> _Problem to solve_
Format every line below as a numbered list, leaving out any blank lines.

> _Given entries_
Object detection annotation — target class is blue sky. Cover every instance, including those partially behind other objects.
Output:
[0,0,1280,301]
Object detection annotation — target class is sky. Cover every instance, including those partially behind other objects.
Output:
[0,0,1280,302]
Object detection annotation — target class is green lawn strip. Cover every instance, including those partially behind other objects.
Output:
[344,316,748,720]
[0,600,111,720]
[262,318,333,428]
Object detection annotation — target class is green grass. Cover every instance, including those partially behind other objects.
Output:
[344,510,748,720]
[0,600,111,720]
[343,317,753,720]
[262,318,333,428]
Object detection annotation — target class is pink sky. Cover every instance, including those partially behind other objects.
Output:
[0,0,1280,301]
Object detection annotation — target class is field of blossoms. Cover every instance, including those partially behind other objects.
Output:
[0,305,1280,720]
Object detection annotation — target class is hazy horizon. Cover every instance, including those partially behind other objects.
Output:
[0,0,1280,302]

> _Finished answer_
1. Object detection annotation — target class is blue sky. Cover every instance, including those partially behind other objects.
2. Output:
3. [0,0,1280,301]
4. Object detection annotation — target class is sky. Cover every instance, including those partially behind other objects.
5. Output:
6. [0,0,1280,302]
7. Object detection annotation — target class is green lawn strip. Cover every instance, including those partially behind other objects.
8. Output:
9. [344,316,748,720]
10. [0,600,111,720]
11. [262,318,333,428]
12. Object detection annotation — target class is green grass. Cover every instance, including those partially behind other objects.
13. Output:
14. [344,510,748,720]
15. [0,600,111,720]
16. [343,317,753,720]
17. [262,318,333,428]
18. Object detection annotation — target class is pink sky. Cover every instance, including those partially behind other objects.
19. Output:
20. [0,0,1280,301]
21. Object detection annotation — target class is field of blossoms. Cover every instance, including those partially behind other objects.
22. Output:
23. [0,305,1280,720]
24. Object detection annotation — target class is hazy horizon. Cover every instance, including those partially behind other objects.
25. Output:
26. [0,0,1280,302]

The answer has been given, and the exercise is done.